[GIVEN PASSAGE]:

= = = =

U.S. Pat. No. 4,429,671, which issued to Surace on Feb. 7, 1984, discloses a device for automatically adjusting the rotational speed of an internal combustion engine when it is operating under idle conditions. The device automatically adjusts the spark advance for controlling the idling RPM of an internal combustion engine. It comprises a first sensor means connected by a first connection to the intake duct upstream of the throttle valve. The device also comprises a second connection to the duct downstream of the valve. The second connection is controlled by a solenoid valve that is, in turn, controlled by a second sensor means for determining the engine rotational speed. A third sensor means determines the throttle valve position.
U.S. Pat. No. 4,071,002, which issued to Frahm on Jan. 31, 1978, describes a throttle and ignition advance linkage for an internal combustion engine. A carburetor throttle valve of an internal combustion engine is set in timed relation to a timing control coil by a T-shaped throttle control level which is coupled to an external throttle operator and the timing control lever resiliently coupled to the throttle control lever. The two control levers are pivotally mounted on a common pivot pin secured to the engine block. The T-shaped throttle lever is pivotally mounted at the center of the cross-bar with a pair of throttle control cables that are secured to the opposite ends and to an external throttle control. The stem of the lever projects outwardly toward the carburetor valve input element. A cam member includes a slotted and clamp screw connection to one side of the stem to permit adjustment of the cam member along the length of the stem.
U.S. Pat. No. 4,267,810, which issued to Wesemeyer et al on May 19, 1981, discloses a control system for control of repetitive events such as ignition and fuel injection in internal combustion engines. In order to simplify the crankshaft rotation sensor device which provides the computer of a control system with angular speed and position information for ignition and/or fuel injection timing, a signal generated by one pickup for every two engine cylinders from a single reference mark on the crankshaft is formed into a signal pulse which is used to trigger the counting of clock pulses from a clock into a counter. These are then periodically transferred to a computer as a numerical signal which represents the required information. In a first mode, the counts are transferred every other period between pulses and the counter counts in the cycle periods between the pulses in which the counter is not transferring to the computer. In a second mode, the counter counts every cycle between pulses and the counts are transferred during every pulse itself. There is also described in this patent a system which includes additional circuitry by which below a certain speed of the engine the system operates in the first mode and above that speed operates in the second mode.
U.S. Pat. No. 5,107,815, which issued to Van Duyne on Apr. 28, 1992, describes a variable air/fuel engine control system with closed-loop control around a maximum efficiency and combination of otto-diesel throttling. The system is intended to control a spark ignition engine to maximize fuel efficiency over its entire range of operating conditions. The system includes apparatus for controlling the amount of fuel delivered to the engine and apparatus for measuring the internal cylinder pressure in at least one cylinder of the engine. Apparatus is provided for estimating the air mass entering the engine and computing apparatus calculates the engine efficiency from the amount of fuel delivered, internal cylinder pressure, and the estimated air mass entering the engine. In one embodiment, efficiency is measured by calculation of the approximate indicated specific fuel consumption. Apparatus is provided for varying the amount of fuel delivered to the engine to maximize the indicated specific fuel consumption over the entire range of operating conditions of the engine. In this embodiment, apparatus is provided which is responsive to a desired engine power output beyond wide open throttle plate and apparatus is provided for delivering a greater quantity of fuel beyond the wide open throttle plate position maximum efficiency point.

= = = =

[TASKS TO CARRY OUT]:
- 1) According to the patent summaries on engine control, what determines the throttle valve position in the device disclosed by Surace?
- 2) Carry the patent summaries on engine control further, picking up right after their final sentence.
The records that come next are separate material and have no connection to the patent summaries on engine control.

[EXTRACTED INFORMATION]:

= = = =

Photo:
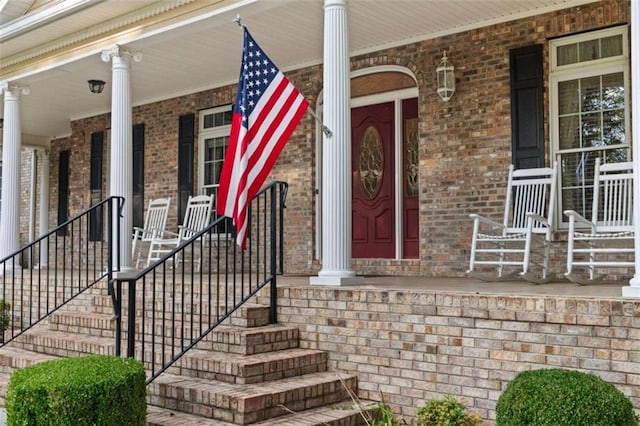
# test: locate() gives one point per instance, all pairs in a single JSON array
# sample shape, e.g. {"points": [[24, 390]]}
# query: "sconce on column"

= = = =

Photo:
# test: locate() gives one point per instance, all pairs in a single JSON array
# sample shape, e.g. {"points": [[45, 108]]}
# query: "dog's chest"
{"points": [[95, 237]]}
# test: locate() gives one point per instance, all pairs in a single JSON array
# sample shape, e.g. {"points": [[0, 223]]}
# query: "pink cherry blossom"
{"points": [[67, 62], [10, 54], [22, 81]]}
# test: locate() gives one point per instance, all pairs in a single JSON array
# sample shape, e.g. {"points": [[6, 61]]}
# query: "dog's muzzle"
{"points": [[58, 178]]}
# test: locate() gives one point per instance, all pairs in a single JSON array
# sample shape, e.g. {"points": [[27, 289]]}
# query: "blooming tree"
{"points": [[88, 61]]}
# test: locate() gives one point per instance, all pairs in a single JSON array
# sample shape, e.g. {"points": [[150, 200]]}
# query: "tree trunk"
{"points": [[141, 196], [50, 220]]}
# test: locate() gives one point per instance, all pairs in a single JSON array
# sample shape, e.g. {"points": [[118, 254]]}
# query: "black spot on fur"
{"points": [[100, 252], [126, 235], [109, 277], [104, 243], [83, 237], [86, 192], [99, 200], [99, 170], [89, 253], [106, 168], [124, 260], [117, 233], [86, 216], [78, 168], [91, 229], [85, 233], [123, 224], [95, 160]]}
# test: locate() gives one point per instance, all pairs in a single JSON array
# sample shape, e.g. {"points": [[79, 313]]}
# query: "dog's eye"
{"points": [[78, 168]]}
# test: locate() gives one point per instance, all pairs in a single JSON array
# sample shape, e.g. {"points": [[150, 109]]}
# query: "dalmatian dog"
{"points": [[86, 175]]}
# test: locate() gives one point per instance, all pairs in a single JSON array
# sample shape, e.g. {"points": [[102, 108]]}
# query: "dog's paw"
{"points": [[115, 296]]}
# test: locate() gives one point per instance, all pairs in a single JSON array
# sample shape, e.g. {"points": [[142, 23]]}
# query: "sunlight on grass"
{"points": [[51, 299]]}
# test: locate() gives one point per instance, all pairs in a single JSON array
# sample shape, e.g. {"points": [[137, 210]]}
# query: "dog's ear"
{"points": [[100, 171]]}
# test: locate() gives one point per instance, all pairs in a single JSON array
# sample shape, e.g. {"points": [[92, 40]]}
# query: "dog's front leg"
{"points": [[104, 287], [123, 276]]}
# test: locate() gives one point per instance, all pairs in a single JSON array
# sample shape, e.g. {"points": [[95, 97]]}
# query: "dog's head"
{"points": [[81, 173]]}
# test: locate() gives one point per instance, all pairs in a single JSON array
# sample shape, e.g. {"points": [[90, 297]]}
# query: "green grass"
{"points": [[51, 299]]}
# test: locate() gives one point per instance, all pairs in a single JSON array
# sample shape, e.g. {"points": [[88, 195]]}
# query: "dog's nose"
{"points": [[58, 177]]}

= = = =

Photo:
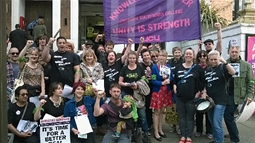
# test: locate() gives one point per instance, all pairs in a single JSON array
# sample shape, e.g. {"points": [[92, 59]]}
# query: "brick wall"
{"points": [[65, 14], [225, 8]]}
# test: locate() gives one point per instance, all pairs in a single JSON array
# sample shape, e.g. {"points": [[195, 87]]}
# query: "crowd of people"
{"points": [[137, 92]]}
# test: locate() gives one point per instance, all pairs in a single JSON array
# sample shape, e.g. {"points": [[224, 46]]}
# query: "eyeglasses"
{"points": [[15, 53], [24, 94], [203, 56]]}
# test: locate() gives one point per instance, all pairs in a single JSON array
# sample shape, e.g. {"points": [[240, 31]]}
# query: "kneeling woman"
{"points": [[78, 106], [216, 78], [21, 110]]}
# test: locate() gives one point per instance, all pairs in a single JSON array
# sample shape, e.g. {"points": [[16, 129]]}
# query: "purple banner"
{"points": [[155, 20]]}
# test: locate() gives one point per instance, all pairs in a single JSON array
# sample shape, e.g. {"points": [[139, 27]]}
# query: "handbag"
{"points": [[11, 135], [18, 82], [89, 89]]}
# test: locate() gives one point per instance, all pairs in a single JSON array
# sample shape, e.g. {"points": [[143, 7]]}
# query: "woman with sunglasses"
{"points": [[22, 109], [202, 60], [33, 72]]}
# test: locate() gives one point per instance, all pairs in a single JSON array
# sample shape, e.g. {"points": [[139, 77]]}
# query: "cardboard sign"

= = = =

[PER-TASK OUTPUTS]:
- 1) A third sensor means determines the throttle valve position.

- 2)
U.S. Pat. 5,608,632, which issued to White on Mar. 4, 1997, describes a self contained sequential throttle by injection engine control system. The system is configured to be attached to the intake port or intake manifold of a reciprocating engine. The system can be designed to allow installation as original equipment or as a retrofit unit. In either case, the system provides the engine with a dual ignition and electronically controlled fuel-injection. The system includes a master control unit that utilizes a firmware operating microprocessor. The control unit is connected to a plurality of sensors that sense critical system parameters that determine the engine settings. All systems parameters are user controlled by three system command switches that are located on a control display unit. The display unit is attached to the control unit by an electrical cable and is positioned on the vehicle to provide easy accessibility.
U.S. Pat. No. 4,580,221, which issued to Isobe et al on Apr. 1, 1986, discloses a method and device for internal combustion engine condition sensing and fuel injection control. Engine condition signals are read out from sensors for detecting conditions of the engine with selected sensor outputs read out in synchronism with rotation of the engine at a predetermined crank angle empirically corresponding to a low engine load and resulting high battery voltage. The predetermined crank angle is within at least 20 crank angle degrees of bottom dead center.
The above patents are hereby explicitly incorporated herein.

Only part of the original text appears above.